*Exercise aim:* Nothing belongs in the answer except the lines of the material that include "below".

*Given entries:*
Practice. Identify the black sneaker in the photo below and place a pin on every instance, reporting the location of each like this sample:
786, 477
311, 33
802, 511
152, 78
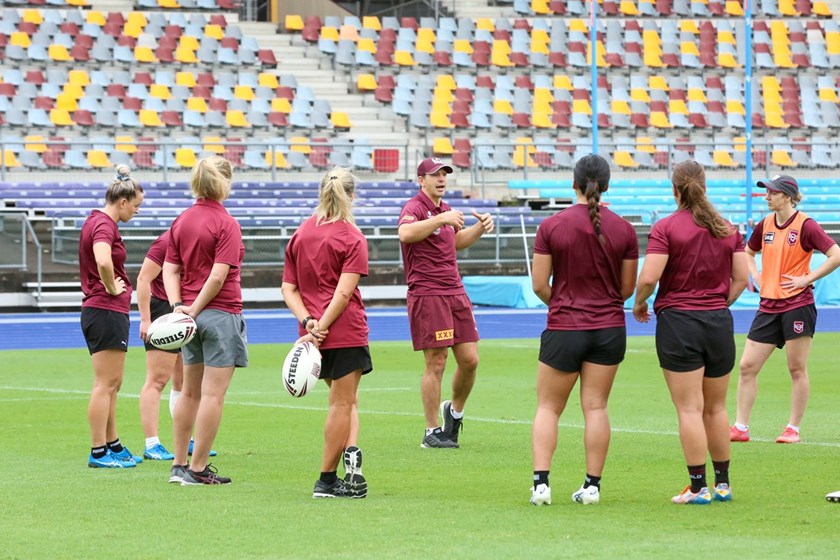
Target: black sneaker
451, 426
354, 481
337, 489
437, 439
208, 476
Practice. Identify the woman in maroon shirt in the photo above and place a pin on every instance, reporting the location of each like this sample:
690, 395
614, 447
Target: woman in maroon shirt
698, 260
105, 307
585, 260
325, 259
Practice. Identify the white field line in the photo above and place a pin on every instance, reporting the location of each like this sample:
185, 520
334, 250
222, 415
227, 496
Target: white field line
390, 413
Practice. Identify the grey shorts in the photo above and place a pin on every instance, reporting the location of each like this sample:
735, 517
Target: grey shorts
220, 341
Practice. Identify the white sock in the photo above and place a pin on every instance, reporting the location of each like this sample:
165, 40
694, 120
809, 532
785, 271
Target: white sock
173, 398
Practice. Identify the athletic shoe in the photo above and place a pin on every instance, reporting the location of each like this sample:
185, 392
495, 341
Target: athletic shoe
158, 453
337, 489
189, 451
588, 495
788, 436
353, 479
697, 498
541, 495
437, 439
451, 425
738, 435
126, 455
208, 476
722, 493
176, 476
109, 461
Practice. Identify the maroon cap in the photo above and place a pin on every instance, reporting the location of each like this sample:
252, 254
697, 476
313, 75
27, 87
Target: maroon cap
781, 183
432, 165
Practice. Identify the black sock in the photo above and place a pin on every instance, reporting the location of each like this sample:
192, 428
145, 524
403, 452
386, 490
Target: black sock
540, 477
697, 474
721, 472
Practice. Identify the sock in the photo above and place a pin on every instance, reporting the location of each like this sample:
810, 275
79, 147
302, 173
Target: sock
697, 474
173, 398
592, 481
721, 472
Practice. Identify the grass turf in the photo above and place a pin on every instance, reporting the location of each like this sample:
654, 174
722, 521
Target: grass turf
466, 503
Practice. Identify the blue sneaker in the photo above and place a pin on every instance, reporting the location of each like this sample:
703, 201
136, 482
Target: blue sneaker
158, 453
189, 451
109, 461
125, 455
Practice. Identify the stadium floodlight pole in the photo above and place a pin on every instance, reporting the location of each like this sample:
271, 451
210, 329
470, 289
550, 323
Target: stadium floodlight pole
593, 70
748, 102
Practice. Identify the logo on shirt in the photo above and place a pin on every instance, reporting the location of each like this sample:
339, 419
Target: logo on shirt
448, 334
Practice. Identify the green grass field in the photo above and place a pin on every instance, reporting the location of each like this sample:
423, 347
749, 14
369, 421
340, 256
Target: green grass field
423, 503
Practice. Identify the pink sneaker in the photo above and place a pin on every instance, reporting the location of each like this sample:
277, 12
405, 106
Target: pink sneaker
738, 435
788, 436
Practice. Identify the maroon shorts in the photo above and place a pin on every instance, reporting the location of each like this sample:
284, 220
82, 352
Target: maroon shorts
440, 321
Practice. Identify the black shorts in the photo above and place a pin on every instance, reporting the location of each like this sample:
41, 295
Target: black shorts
104, 329
159, 308
338, 362
690, 340
568, 350
776, 328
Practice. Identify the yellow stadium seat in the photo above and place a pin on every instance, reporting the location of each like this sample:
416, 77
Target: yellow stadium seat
340, 119
61, 117
442, 146
366, 82
149, 117
294, 22
197, 104
98, 159
185, 157
236, 119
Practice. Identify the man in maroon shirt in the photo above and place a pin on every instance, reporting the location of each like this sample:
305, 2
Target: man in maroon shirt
439, 311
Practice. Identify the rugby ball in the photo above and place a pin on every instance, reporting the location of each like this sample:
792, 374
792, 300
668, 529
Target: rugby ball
302, 369
171, 331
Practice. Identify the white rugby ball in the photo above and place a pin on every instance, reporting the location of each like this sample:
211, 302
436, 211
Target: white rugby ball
302, 369
171, 331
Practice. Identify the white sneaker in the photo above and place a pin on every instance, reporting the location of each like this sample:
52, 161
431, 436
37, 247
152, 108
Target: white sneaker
541, 495
588, 495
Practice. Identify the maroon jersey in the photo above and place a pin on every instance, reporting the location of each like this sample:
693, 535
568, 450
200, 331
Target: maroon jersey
431, 266
157, 254
201, 236
99, 227
586, 276
699, 269
316, 256
811, 237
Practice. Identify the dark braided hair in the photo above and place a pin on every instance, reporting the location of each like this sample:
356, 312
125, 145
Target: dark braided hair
592, 177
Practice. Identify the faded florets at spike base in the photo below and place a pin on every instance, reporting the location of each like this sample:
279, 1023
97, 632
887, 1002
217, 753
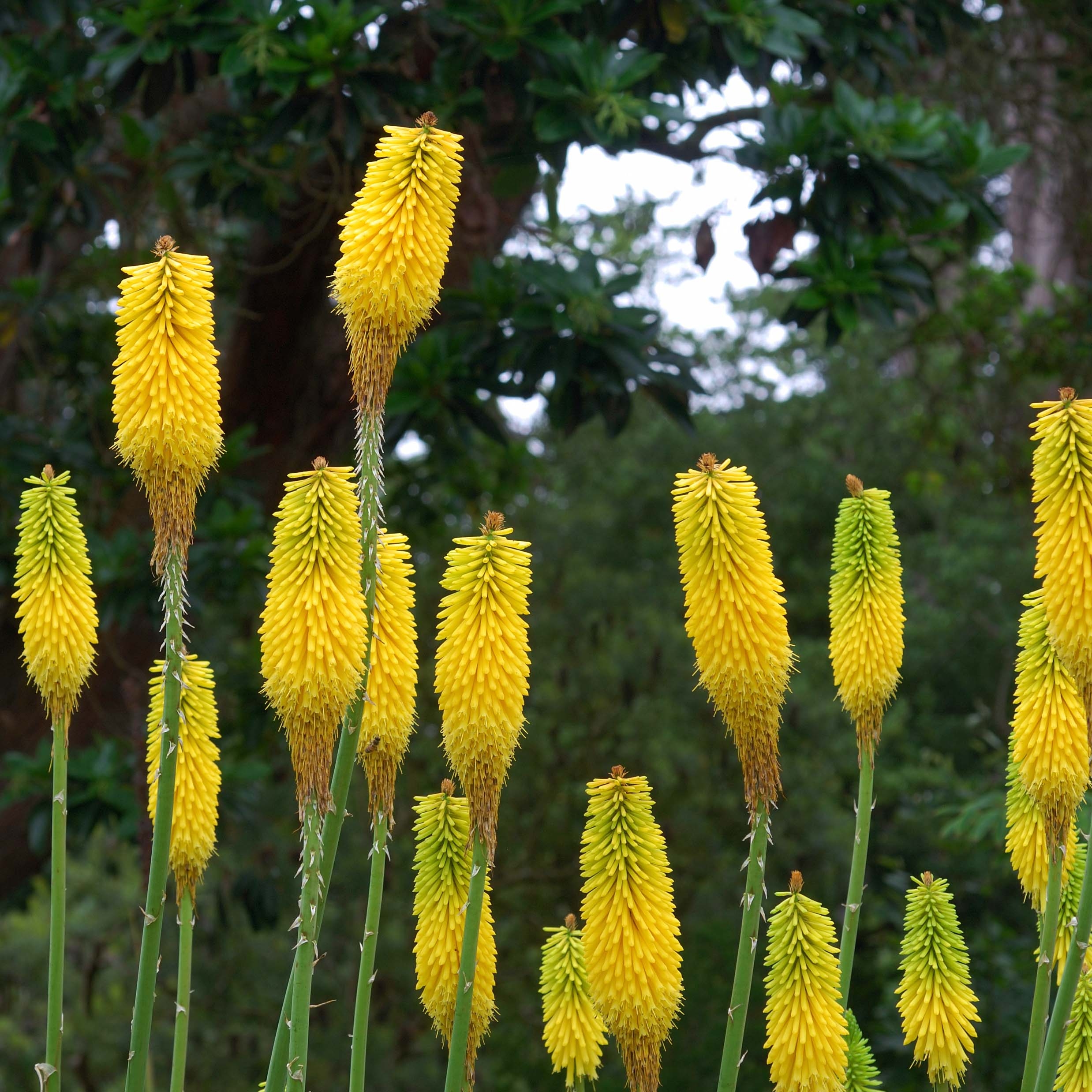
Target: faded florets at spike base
313, 629
805, 1024
56, 613
389, 712
197, 777
483, 663
574, 1033
443, 864
166, 389
632, 935
395, 245
866, 618
936, 1003
1050, 733
735, 613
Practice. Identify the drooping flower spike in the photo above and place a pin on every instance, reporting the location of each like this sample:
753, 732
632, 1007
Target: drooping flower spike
197, 778
866, 618
483, 663
936, 1003
735, 613
805, 1024
166, 388
574, 1033
313, 630
632, 935
395, 245
389, 712
441, 886
56, 613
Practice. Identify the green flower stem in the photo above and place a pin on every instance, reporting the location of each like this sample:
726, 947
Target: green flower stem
1041, 1001
183, 999
856, 893
55, 1016
368, 957
1067, 989
745, 957
467, 965
155, 903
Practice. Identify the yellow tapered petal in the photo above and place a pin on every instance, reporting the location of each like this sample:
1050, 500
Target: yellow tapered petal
393, 248
197, 772
632, 935
56, 613
389, 712
735, 613
441, 887
806, 1030
166, 388
483, 663
572, 1031
313, 629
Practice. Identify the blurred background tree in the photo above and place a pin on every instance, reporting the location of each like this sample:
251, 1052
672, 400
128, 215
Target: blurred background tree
891, 137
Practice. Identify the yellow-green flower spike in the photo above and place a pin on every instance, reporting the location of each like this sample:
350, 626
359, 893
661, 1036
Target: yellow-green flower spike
936, 1003
313, 629
1075, 1072
166, 388
389, 714
572, 1030
735, 613
441, 887
56, 613
861, 1072
1050, 733
197, 778
483, 663
1062, 492
866, 618
395, 245
632, 936
805, 1022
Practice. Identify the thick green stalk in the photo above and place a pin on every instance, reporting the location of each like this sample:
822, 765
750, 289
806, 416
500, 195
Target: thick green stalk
306, 949
367, 974
745, 957
183, 999
1067, 989
1041, 1001
856, 893
155, 903
467, 965
370, 473
51, 1072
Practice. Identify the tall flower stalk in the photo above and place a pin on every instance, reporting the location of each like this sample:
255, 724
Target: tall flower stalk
166, 408
735, 616
58, 623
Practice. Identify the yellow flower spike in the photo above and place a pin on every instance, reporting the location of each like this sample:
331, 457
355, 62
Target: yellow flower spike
632, 935
866, 618
393, 249
1050, 733
936, 1003
574, 1033
735, 613
313, 629
197, 778
56, 612
806, 1030
482, 664
389, 714
441, 886
166, 388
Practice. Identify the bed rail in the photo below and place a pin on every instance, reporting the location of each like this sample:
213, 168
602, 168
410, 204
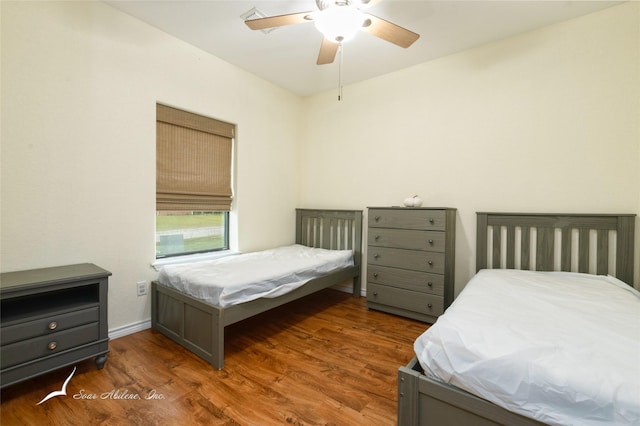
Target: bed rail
588, 243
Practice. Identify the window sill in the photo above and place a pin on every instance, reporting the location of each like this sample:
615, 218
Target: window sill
192, 258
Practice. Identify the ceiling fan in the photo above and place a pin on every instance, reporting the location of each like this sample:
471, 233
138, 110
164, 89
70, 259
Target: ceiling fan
339, 20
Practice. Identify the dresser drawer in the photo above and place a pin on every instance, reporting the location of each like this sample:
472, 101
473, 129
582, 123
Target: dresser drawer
424, 261
423, 282
48, 326
420, 219
43, 346
407, 239
405, 299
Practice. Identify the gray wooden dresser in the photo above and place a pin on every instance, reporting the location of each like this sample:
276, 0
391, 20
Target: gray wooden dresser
411, 260
50, 318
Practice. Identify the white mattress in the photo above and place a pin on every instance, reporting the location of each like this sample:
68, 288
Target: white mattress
241, 278
562, 348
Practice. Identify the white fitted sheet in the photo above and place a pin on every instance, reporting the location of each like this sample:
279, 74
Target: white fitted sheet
244, 277
560, 347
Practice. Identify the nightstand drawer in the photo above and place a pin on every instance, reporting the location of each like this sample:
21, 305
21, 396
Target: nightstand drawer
420, 219
48, 326
424, 261
405, 299
407, 239
423, 282
39, 347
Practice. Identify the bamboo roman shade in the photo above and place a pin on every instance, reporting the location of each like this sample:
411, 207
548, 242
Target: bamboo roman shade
193, 161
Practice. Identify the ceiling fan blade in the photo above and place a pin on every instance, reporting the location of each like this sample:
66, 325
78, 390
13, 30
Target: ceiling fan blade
328, 52
389, 31
278, 21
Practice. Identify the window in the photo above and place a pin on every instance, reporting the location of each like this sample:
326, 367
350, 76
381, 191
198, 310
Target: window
193, 182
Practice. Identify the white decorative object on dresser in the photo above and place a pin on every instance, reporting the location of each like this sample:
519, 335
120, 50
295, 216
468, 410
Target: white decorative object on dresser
411, 261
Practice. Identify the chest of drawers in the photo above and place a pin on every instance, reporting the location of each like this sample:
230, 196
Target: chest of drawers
50, 318
411, 261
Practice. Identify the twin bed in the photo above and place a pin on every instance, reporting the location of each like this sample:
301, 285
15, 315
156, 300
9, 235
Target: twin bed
193, 303
526, 345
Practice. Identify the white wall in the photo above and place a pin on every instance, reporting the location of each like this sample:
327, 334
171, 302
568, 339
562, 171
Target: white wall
548, 121
80, 81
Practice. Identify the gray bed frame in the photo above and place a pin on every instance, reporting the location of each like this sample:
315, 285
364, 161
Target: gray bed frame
199, 326
589, 243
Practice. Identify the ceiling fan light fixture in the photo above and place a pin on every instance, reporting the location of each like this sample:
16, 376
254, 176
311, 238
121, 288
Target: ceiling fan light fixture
339, 23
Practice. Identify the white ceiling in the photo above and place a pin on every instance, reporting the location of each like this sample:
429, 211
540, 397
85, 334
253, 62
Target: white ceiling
287, 55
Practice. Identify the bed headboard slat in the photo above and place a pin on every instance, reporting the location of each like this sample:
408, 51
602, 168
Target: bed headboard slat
330, 229
597, 243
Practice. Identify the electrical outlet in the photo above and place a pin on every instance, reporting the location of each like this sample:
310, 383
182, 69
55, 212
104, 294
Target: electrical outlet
142, 288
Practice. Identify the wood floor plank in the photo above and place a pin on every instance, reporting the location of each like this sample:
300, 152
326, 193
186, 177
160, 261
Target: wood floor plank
322, 360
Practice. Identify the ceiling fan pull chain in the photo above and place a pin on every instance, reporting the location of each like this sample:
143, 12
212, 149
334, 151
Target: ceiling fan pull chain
340, 47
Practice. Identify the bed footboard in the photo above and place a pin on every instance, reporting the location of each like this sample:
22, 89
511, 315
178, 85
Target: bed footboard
423, 402
191, 323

*Answer to this exercise:*
Practice. Identify the black sneaker in the photo below and place a pin on every instance, reporting the location of each like this sample:
Practice. Identify the faded florets at spike base in the photo below and place a pin on every instance, reporting the location of each like this sample:
Practice. Identify the bed rail in the photo below and place a pin on every instance, reporting the location of each like this sample:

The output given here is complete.